_Work instructions:_
Take the data and return it in full. Change nothing.

_Stored records:_
● ● ● ● ●

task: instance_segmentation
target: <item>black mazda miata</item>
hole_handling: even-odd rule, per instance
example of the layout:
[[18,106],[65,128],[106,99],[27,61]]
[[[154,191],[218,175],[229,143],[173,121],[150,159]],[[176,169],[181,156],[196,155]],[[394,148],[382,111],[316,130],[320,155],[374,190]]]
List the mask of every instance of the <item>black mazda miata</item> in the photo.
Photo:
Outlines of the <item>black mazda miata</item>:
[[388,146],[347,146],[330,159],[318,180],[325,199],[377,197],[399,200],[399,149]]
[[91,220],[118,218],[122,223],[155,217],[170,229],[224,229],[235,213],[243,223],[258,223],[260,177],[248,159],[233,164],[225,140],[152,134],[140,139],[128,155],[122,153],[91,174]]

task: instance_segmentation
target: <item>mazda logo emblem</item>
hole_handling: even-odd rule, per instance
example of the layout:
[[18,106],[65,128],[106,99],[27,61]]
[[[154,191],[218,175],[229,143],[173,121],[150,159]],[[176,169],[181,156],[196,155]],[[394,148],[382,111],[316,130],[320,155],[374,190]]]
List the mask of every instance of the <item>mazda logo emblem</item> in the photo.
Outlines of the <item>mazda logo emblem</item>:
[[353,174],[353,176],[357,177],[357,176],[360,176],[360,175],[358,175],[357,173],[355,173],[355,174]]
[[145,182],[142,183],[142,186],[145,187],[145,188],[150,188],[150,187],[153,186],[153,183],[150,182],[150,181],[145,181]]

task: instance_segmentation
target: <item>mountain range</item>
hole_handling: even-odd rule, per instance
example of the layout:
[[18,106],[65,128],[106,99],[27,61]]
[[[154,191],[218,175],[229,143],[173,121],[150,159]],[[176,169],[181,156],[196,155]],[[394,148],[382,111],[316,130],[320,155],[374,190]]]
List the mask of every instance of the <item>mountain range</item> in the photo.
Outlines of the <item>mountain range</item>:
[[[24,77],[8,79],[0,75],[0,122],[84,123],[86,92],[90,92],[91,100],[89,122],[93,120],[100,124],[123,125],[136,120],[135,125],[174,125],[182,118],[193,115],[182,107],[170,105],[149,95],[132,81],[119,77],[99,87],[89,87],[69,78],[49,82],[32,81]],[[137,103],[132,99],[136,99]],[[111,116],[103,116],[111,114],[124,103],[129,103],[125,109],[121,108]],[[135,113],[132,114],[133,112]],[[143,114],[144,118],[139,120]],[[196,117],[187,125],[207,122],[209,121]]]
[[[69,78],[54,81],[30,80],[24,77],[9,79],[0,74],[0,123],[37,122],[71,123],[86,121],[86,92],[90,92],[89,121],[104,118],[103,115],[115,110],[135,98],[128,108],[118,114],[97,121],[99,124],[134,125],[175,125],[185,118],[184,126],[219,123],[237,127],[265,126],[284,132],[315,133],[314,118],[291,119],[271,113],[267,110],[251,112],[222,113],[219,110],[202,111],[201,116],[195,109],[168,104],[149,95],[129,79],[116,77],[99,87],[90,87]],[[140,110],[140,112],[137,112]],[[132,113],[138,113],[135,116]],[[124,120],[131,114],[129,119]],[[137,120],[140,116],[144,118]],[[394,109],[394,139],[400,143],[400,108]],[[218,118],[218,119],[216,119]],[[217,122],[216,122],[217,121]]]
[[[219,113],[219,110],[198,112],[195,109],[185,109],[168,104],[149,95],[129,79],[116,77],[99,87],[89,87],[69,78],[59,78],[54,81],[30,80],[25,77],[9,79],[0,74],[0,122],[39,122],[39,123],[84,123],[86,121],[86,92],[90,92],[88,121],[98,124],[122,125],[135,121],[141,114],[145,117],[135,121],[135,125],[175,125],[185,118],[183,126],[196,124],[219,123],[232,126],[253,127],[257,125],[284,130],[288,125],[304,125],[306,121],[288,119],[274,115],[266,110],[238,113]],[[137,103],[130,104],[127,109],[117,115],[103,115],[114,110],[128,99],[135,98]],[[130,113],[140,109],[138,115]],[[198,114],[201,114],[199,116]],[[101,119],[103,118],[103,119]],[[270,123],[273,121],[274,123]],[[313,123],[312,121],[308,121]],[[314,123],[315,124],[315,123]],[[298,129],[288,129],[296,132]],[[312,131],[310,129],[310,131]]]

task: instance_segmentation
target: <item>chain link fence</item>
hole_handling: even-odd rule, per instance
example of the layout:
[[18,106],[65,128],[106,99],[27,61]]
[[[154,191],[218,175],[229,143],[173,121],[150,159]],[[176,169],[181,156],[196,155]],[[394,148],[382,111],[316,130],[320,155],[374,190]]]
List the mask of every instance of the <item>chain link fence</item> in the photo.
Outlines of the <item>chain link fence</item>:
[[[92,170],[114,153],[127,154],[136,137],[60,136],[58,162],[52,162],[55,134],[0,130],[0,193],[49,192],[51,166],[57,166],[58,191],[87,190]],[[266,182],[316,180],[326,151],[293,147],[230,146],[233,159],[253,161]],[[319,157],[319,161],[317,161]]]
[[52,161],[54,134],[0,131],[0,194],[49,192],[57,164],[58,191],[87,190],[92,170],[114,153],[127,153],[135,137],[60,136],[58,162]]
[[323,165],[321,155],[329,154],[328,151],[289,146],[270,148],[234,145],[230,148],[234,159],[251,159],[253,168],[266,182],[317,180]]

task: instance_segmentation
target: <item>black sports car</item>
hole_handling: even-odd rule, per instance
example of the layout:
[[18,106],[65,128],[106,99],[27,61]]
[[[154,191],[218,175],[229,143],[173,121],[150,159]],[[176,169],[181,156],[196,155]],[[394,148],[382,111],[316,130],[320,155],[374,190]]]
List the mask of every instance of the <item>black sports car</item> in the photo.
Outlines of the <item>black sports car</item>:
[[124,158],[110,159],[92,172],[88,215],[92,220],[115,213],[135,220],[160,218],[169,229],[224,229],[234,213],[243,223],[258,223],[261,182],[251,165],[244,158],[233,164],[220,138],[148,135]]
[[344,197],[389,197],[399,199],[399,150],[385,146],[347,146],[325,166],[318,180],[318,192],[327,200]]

● ● ● ● ●

_Response area:_
task: instance_segmentation
target: <item>black mazda miata</item>
hole_handling: even-odd rule, per instance
example of the layout:
[[18,106],[65,128],[106,99],[27,61]]
[[[154,191],[218,175],[229,143],[173,121],[150,159]],[[176,169],[181,156],[196,155]],[[394,148],[382,111],[316,130],[320,155],[374,190]]]
List the mask of every instance of the <item>black mazda miata</item> in the photo.
Photo:
Outlines of the <item>black mazda miata</item>:
[[388,146],[347,146],[330,159],[318,180],[325,199],[377,197],[399,200],[399,149]]
[[91,220],[118,218],[122,223],[155,217],[170,229],[224,229],[235,213],[243,223],[258,223],[260,177],[248,159],[233,164],[225,140],[152,134],[140,139],[128,155],[122,153],[91,174]]

task: instance_segmentation
target: <item>mazda logo emblem</item>
hole_handling: even-odd rule, per instance
example of the layout:
[[18,106],[65,128],[106,99],[27,61]]
[[[154,191],[218,175],[229,143],[173,121],[150,159]],[[176,169],[181,156],[196,155]],[[394,148],[382,111],[316,130],[320,155],[374,190]]]
List the mask of every instance of the <item>mazda logo emblem</item> in the photo.
Outlines of the <item>mazda logo emblem</item>:
[[353,174],[353,176],[357,177],[357,176],[360,176],[360,175],[358,175],[357,173],[355,173],[355,174]]
[[145,182],[142,183],[142,186],[145,187],[145,188],[150,188],[150,187],[153,186],[153,183],[150,182],[150,181],[145,181]]

task: instance_segmentation
target: <item>mountain range</item>
hole_handling: even-odd rule, per instance
example of the layout:
[[18,106],[65,128],[106,99],[27,61]]
[[[154,191],[218,175],[229,143],[173,121],[150,159]],[[176,169],[181,156],[196,155]],[[394,148],[382,111],[316,130],[320,155],[374,190]]]
List the mask of every instance of the <item>mountain range</item> in the photo.
Outlines of the <item>mountain range</item>:
[[[24,77],[8,79],[0,75],[0,122],[84,123],[86,92],[90,92],[91,100],[89,122],[93,120],[100,124],[123,125],[136,120],[135,125],[174,125],[182,118],[193,115],[182,107],[170,105],[149,95],[132,81],[119,77],[99,87],[89,87],[69,78],[49,82],[32,81]],[[137,103],[132,99],[136,99]],[[111,116],[103,116],[111,114],[124,103],[129,103],[125,109],[121,108]],[[135,113],[132,114],[133,112]],[[143,114],[144,118],[139,120]],[[196,117],[187,125],[207,122],[209,121]]]
[[[69,78],[54,81],[30,80],[24,77],[9,79],[0,74],[0,123],[37,122],[71,123],[86,121],[86,92],[90,92],[89,121],[104,118],[103,115],[115,110],[135,98],[128,108],[118,114],[97,121],[99,124],[134,125],[175,125],[185,118],[184,126],[219,123],[237,127],[265,126],[284,132],[315,133],[314,118],[291,119],[271,113],[267,110],[251,112],[222,113],[219,110],[202,111],[201,116],[195,109],[168,104],[149,95],[129,79],[116,77],[99,87],[90,87]],[[140,110],[140,112],[137,112]],[[132,113],[138,113],[135,116]],[[124,120],[131,114],[129,119]],[[137,120],[140,116],[144,118]],[[394,109],[394,139],[400,143],[400,108]],[[218,118],[218,119],[216,119]],[[217,122],[216,122],[217,121]]]
[[[219,113],[219,110],[198,112],[195,109],[185,109],[168,104],[149,95],[129,79],[116,77],[99,87],[89,87],[69,78],[59,78],[54,81],[30,80],[25,77],[9,79],[0,74],[0,122],[39,122],[39,123],[84,123],[86,121],[86,92],[90,92],[88,121],[98,124],[122,125],[135,121],[141,114],[145,117],[135,121],[135,125],[175,125],[185,118],[183,126],[196,124],[219,123],[232,126],[253,127],[257,125],[284,130],[288,125],[304,125],[306,121],[288,119],[274,115],[266,110],[238,113]],[[137,103],[130,104],[127,109],[117,115],[103,115],[114,110],[128,99],[135,98]],[[130,113],[140,109],[138,115]],[[198,114],[201,114],[199,116]],[[101,119],[103,118],[103,119]],[[270,123],[273,121],[274,123]],[[313,123],[312,121],[308,121]],[[314,123],[315,124],[315,123]],[[298,129],[288,129],[296,132]],[[312,131],[310,129],[310,131]]]

task: instance_segmentation
target: <item>chain link fence</item>
hole_handling: even-odd rule, per instance
example of the layout:
[[18,106],[65,128],[106,99],[27,61]]
[[[154,191],[218,175],[229,143],[173,121],[150,159]],[[176,169],[181,156],[196,155]],[[394,148],[382,111],[316,130],[320,155],[374,190]]]
List the mask of every instance of the <item>chain link fence</item> in the photo.
Outlines of the <item>chain link fence</item>:
[[[92,170],[114,153],[127,154],[136,137],[60,136],[58,162],[52,162],[55,134],[0,130],[0,193],[49,192],[51,166],[57,166],[58,191],[87,190]],[[266,182],[316,180],[326,151],[293,147],[230,146],[233,159],[253,161]],[[319,157],[319,161],[317,161]]]
[[52,161],[54,134],[0,131],[0,194],[49,192],[57,164],[58,191],[87,190],[92,170],[114,153],[127,153],[135,137],[60,136],[58,162]]
[[323,165],[321,155],[329,154],[328,151],[289,146],[270,148],[234,145],[230,148],[234,159],[251,159],[253,168],[266,182],[317,180]]

task: instance_segmentation
target: <item>black sports car</item>
hole_handling: even-odd rule, per instance
example of the layout:
[[18,106],[65,128],[106,99],[27,61]]
[[[154,191],[218,175],[229,143],[173,121],[150,159]],[[176,169],[181,156],[196,155]],[[394,148],[382,111],[316,130],[320,155],[374,190]]]
List the mask of every instance of the <item>black sports car</item> in the photo.
Outlines of the <item>black sports car</item>:
[[124,158],[110,159],[92,172],[88,215],[92,220],[115,213],[135,220],[160,218],[169,229],[224,229],[234,213],[243,223],[258,223],[261,182],[251,165],[244,158],[233,164],[220,138],[148,135]]
[[344,197],[389,197],[399,199],[399,150],[385,146],[347,146],[325,166],[318,180],[318,192],[327,200]]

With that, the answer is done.